» **EXERCISE PROMPT**
Pick up the text on exercise-induced laryngeal obstruction after its final sentence and continue it.

» **GIVEN TEXT**
Exercise-induced laryngeal obstruction
Historically, athletes who presented with exertional dyspnea, with or without stridor, were thought to be asthmatic. When asthma treatments didn’t help, the breathlessness was attributed to “hysterical croup in women” or “Munchausen stridor,” which indicated a psychological component to the malady(1). It wasn’t until the 1960s that fiber-optic endoscopy enabled physicians to visualize the larynx.
After 20 years of study, researchers reported that vocal cord dysfunction (VCD) during exercise could mimic asthma symptoms. By the 1990s, advances in technology allowed physicians to observe the larynx immediately after exercise and get a glimpse of how it responded during extreme activity. Today, physicians can perform continuous laryngoscopy during exercise on a treadmill, bike, or even while swimming. The ability to visualize laryngeal function in real time increased the understanding that exercise induced breathlessness may be caused by more than VCD. Thus, the more accurate name of exercise-induced laryngeal obstruction (EILO) is now used to describe this syndrome.
The larynx, also known as the ‘voice box,’ sits at the front of the neck just behind the infra hyoid muscles, inferior to the pharynx and superior to the trachea. The larynx consists of large pieces of cartilage, called the thyroid cartilage, cricoid cartilage, and the epiglottis, that form the structure of the larynx. Smaller paired cartilages, called the arytenoid, corniculate and cuneiform cartilages exist within the larynx (see figure 1).
Figure 1: Anatomy of the larynx
Breathing occurs unimpeded when the vocal cords abduct and the larynx is fully open. When partially closed, air passes over the vocal cords and results in phonation, or vocalization. The larynx closes the airway completely using the epiglottis to prevent entry of anything traveling from the mouth to the esophagus during swallowing. The larynx also produces cough to clear the airway.
The typical athlete with EILO is an adolescent female under the age of 20. Studies show a prevalence of EILO in about 6% of this population(1). Symptoms occur only during exercise, with complaints of difficulty breathing, chest pain, throat tightness or discomfort, tingling in extremities, and an inspiratory wheeze. Symptoms usually resolve soon after stopping exercise.
The larynx assists in respiration by remaining open. When functioning normally during exercise, the posterior cricoarytenoid muscles abduct the vocal folds and maximize the opening, thus allowing as much air as possible to pass through the airway. With EILO, the laryngeal inlet narrows during intensive exercise, when it should be open for maximal air intake. This can occur at the supraglottic level or the glottic level (see figure 1).
Some suspect that supraglottic narrowing occurs due to the negative pressure brought on by increased exertion and ventilation(1). The supraglottic structures – the arytenoid and aryepiglottic mucosa – may not have the rigidity to overcome the increasing negative pressure and passively collapse into the airway. At the glottic level, the vocal folds abnormally adduct and cover the laryngeal inlet.
Another hypothesis is that inflammation and neuromuscular defects contribute to the decreased integrity of the laryngeal structures. Muscles may be weak and therefore unable to maintain the open airway. Increased muscle tone in key muscles can offset the balance around the laryngeal inlet. Differences in muscle strength on each side of the larynx can also affect the opening.

» **INFORMATION SUPPLIED**

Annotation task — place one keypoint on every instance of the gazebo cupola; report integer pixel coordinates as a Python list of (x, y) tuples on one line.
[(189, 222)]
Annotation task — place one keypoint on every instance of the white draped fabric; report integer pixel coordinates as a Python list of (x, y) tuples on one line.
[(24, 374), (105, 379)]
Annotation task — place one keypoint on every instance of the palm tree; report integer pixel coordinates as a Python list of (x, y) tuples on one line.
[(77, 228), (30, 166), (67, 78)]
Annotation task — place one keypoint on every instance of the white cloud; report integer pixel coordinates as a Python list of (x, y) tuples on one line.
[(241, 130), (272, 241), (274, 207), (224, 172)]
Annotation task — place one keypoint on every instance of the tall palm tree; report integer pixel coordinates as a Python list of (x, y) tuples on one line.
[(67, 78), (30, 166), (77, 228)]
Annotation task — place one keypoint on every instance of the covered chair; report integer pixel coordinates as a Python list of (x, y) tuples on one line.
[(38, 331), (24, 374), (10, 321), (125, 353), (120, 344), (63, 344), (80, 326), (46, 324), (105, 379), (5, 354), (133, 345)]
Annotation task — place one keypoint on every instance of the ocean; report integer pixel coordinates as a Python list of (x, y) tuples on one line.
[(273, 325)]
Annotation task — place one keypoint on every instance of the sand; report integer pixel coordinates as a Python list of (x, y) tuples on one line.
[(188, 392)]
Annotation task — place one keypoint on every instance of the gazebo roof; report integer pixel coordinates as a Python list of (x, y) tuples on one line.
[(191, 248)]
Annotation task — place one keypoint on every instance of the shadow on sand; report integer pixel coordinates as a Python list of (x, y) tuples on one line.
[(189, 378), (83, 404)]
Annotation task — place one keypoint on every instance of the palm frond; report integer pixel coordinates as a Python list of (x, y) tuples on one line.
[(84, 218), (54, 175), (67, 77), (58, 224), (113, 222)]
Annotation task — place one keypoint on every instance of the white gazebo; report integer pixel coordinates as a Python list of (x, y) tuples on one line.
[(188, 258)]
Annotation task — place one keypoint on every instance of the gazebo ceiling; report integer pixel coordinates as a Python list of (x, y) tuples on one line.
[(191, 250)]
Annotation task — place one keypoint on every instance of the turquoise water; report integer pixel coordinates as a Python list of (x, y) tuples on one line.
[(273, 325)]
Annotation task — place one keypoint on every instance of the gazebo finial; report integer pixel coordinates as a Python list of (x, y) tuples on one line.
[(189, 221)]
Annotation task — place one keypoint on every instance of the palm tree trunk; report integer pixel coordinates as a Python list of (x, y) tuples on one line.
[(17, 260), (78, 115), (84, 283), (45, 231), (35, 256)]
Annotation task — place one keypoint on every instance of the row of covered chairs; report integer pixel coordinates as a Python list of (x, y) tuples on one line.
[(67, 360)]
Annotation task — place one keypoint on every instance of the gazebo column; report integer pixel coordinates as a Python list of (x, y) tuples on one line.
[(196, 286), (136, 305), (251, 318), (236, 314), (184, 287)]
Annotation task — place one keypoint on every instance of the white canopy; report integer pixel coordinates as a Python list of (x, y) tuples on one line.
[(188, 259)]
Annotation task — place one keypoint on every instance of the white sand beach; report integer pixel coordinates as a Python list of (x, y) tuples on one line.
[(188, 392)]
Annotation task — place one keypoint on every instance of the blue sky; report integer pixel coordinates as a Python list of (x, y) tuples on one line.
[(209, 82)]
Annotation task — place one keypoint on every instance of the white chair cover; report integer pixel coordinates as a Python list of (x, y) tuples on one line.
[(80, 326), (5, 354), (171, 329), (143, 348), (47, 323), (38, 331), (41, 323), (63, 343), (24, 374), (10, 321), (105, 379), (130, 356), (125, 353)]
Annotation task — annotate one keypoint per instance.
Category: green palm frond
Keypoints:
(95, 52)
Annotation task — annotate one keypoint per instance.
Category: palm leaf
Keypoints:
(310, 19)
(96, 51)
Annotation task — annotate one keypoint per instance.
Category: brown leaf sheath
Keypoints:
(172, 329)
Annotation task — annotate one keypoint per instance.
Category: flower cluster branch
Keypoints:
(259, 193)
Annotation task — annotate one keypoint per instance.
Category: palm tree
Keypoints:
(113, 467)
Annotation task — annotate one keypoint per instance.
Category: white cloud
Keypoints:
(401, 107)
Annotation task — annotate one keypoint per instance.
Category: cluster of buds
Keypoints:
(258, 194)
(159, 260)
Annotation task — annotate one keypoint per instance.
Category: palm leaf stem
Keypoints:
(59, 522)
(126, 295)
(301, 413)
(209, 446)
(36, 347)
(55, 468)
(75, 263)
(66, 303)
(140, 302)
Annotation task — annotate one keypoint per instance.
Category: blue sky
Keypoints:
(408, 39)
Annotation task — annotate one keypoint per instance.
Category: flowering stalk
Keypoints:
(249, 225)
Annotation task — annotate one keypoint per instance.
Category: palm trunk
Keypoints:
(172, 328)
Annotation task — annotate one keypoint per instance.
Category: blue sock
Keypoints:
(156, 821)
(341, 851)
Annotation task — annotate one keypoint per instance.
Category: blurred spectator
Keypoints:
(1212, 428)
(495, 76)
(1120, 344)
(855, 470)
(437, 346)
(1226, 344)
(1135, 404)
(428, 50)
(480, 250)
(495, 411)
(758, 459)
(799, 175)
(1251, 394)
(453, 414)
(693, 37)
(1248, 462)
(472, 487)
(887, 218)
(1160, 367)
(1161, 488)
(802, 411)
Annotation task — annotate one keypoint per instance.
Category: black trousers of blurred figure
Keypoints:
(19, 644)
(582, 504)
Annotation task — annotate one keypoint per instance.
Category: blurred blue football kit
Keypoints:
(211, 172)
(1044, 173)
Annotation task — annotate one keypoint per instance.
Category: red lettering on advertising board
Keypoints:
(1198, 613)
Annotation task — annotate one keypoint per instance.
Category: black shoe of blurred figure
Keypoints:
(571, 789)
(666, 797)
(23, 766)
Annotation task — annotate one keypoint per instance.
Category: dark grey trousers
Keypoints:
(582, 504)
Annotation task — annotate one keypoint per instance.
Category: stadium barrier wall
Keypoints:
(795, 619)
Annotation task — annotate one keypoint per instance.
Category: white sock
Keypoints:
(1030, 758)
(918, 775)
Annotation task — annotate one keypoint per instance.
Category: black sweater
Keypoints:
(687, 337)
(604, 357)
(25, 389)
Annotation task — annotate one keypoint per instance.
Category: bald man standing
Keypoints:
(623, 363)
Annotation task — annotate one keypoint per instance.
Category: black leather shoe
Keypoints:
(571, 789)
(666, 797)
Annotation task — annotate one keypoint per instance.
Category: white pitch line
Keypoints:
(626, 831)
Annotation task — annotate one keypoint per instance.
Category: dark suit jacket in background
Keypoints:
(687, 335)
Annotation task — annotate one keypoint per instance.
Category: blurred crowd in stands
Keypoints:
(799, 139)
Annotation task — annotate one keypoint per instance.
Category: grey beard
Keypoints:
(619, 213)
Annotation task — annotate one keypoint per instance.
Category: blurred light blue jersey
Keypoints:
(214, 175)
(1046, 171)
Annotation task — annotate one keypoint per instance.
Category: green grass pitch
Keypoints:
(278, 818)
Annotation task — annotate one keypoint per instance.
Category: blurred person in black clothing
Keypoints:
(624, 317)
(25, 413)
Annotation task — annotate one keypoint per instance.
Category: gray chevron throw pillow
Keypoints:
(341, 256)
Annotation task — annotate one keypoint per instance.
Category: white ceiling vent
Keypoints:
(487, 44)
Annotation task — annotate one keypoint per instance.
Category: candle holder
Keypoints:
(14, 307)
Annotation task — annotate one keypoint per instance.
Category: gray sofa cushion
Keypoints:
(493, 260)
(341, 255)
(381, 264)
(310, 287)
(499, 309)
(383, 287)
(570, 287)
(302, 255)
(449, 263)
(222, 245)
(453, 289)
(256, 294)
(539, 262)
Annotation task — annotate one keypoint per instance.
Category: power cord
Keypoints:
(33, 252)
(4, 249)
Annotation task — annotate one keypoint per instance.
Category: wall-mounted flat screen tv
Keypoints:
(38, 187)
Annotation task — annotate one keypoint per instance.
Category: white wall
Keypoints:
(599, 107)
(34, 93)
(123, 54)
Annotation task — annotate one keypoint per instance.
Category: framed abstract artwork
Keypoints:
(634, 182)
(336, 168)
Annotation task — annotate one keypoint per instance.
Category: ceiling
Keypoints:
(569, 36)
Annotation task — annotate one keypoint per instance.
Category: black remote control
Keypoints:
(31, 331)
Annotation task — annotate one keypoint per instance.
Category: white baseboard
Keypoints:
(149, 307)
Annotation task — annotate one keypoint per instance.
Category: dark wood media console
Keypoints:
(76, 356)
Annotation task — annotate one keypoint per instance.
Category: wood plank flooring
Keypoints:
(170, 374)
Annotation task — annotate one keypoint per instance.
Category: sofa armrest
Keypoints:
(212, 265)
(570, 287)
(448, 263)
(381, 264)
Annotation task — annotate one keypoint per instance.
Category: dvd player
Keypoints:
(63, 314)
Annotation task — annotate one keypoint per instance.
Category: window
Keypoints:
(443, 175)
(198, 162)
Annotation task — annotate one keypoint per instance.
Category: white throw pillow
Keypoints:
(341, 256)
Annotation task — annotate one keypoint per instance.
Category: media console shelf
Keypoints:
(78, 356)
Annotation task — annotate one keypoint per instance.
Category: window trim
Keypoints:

» **TASK RESULT**
Certain behavioral tendencies have been noted in athletes with EILO. The relationships between high-achieving perfectionist leanings, anxiety, and EILO are not well understood. It may simply be an association, as many athletes tend to be high achievers, and breathlessness tends to cause anxiety.
Investigators are also unclear as to why EILO seems to resolve with age. Many suspect that the decrease in symptoms comes as a result of lifestyle changes(1). As people age, they typically exercise less intensely.
As mentioned, practitioners often assume breathlessness in athletes is caused by bronchoconstriction. However, there are key differences in the clinical presentation of EILO and asthma (see figure 2). Foremost is the fact that EILO occurs within minutes of peak exertion, whereas, asthma becomes symptomatic after stopping exercise. Conversely, EILO symptoms resolve quickly after stopping exercise, and bronchoconstriction continues up to 30 minutes after activity. Athletes with EILO demonstrate a wheeze on inspiration while asthmatics typically wheeze on expiration. When experiencing EILO, athletes complain of tightness in their throat and neck; asthmatics complain of tightness in their chest.
In most instances, inhaled bronchodilators do not improve EILO symptoms. However, there is a sub population that gets some relief from these medications. One study found that in a cohort of athletes with exercise induced asthma, over 10% of them had coexisting EILO(2). This may confound a diagnosis and result in only partial treatment and thus increased frustration on the part of the athlete. Further complicating the clinical picture, triggers besides exercise such as stress, cold air, odors and allergies exist for both disorders.
Figure 2: Comparing exercise-induced laryngeal obstruction to exercise-induced bronchoconstriction(3)*
*used with permission
Physicians can make a definitive diagnosis by administering a continuous laryngoscopy exercise (CLE) test (see figures 3 and 4). This test allows for visualization of the larynx and vocal chords during exertion. To perform the test, an athlete exercises with a flexible laryngoscope inserted through their nasal passage. The scope’s camera enables both the physician and athlete to see what happens at the larynx when symptoms occur.
Figure 3: Continuous laryngoscopy exercise (CLE) test on a stationary bike*
*Photo credit Beth Woods, National Jewish Health. Used with permission.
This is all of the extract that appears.